- _取り組む課題_
1. 婚約破棄の解説文をもとに、次の問いに答えてください。
(a) 婚約破棄はどのような行為だと説明されていますか。
(b) 婚約破棄と婚約解消の違いは何にあるとされていますか。
(c) 慰謝料請求の問題が生じるのは、婚約破棄と婚約解消のどちらの場合ですか。
2. 婚約破棄の解説文の冒頭には、一方的に婚約を破棄された人の気持ちが書かれています。それらをすべて挙げてください。

- _出典の本文_
--------------------------------------------------

婚約破棄の慰謝料は請求できる?弁護士が解説

婚約相手に一方的に婚約を破棄された。
頭が真っ白になると同時に、破棄した相手に怒りがこみ上げてきて、慰謝料でも取らなければ気がおさまらないことでしょう。
では、婚約破棄された場合、相手に対して慰謝料を請求できるのでしょうか。
本稿ではこの点について解説していきます。

1 婚約破棄とは何か~婚約解消との違い

婚約破棄とは一言で言うと、結婚する約束を一方的に取り消すことを言います。
似た言葉に「婚約解消」がありますが、婚約解消とは、当事者の合意のもとで結婚する約束を白紙に戻すことを指します。合意の有無に両者の違いがあります。
慰謝料請求の問題が生じるのは、婚約破棄の場合となります。

--------------------------------------------------

- _保存された行_
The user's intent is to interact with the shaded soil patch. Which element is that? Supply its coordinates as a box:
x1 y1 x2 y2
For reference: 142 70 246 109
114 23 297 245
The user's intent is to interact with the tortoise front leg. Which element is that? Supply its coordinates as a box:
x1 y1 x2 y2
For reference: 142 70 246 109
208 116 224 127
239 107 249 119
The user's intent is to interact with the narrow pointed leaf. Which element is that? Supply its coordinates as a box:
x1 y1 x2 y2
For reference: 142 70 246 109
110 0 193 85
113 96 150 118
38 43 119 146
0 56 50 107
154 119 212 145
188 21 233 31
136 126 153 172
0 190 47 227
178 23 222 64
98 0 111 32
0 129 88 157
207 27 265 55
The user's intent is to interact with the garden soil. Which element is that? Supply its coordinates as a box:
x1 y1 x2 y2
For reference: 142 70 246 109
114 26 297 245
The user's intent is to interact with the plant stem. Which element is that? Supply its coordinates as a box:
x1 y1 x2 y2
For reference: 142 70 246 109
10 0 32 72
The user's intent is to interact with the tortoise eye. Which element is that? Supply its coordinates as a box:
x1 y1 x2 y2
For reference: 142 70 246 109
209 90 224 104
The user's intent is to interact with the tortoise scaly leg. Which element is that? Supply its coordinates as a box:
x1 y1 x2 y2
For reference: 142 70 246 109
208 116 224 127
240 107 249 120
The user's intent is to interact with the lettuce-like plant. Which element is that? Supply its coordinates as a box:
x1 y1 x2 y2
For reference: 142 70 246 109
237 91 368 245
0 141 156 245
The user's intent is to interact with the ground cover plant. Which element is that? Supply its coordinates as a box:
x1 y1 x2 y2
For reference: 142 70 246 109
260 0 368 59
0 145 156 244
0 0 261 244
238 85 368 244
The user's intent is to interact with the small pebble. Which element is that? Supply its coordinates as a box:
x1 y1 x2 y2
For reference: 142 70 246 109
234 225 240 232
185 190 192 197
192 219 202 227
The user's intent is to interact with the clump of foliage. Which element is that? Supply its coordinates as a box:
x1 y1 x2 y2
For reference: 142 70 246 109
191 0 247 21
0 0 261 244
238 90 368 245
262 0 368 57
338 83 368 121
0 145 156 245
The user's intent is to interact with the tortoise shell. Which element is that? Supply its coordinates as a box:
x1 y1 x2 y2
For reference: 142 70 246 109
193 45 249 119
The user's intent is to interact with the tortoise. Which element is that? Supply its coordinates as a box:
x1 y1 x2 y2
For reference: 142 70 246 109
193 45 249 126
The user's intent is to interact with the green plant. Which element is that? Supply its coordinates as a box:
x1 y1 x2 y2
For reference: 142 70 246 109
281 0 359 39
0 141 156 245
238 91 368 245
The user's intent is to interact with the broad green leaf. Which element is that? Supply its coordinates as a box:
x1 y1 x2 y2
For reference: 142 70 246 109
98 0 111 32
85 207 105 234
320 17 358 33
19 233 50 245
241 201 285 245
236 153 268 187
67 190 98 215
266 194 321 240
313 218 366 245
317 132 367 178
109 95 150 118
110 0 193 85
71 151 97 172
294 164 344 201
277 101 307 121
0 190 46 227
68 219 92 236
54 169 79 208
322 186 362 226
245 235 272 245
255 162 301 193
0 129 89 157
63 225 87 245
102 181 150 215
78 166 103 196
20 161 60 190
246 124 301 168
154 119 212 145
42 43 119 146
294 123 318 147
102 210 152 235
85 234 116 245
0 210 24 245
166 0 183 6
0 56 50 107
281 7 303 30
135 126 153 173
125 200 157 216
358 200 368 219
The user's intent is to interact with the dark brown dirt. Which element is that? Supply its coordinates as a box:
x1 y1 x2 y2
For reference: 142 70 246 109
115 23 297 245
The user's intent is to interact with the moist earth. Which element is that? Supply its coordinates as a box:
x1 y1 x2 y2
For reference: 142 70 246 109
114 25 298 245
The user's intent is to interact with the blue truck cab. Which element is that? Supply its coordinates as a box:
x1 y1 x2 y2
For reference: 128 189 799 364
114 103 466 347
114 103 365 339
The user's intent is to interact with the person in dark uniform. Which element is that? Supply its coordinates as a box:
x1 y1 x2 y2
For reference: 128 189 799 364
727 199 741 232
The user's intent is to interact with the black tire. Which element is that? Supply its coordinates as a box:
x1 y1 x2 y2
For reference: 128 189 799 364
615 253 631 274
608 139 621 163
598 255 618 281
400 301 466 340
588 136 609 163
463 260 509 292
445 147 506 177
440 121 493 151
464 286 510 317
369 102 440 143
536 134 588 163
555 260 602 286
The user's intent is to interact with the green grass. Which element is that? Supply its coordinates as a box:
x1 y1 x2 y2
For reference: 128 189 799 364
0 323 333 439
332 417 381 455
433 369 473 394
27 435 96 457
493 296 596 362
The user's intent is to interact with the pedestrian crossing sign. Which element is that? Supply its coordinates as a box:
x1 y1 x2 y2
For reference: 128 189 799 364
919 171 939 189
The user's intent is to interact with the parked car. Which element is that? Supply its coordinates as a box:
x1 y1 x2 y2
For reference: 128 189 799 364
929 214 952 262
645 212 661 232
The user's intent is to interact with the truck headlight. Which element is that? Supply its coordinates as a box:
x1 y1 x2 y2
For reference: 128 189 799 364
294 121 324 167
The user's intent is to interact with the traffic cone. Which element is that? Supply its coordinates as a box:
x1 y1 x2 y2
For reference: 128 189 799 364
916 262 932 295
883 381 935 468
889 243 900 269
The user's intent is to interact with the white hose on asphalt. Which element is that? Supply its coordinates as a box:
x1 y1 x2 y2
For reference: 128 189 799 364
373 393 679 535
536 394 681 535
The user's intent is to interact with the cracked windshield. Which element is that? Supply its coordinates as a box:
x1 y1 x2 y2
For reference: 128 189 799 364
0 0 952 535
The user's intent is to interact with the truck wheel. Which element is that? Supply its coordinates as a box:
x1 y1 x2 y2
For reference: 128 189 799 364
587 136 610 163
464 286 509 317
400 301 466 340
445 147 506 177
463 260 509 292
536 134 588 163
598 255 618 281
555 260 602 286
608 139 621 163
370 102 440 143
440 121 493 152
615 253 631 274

--------------------------------------------------

- _演習の結果_
1.
(a) 結婚する約束を一方的に取り消すことです。
(b) 合意の有無にあります。
(c) 婚約破棄の場合です。

2.
・頭が真っ白になる
・破棄した相手に怒りがこみ上げてくる
・慰謝料でも取らなければ気がおさまらない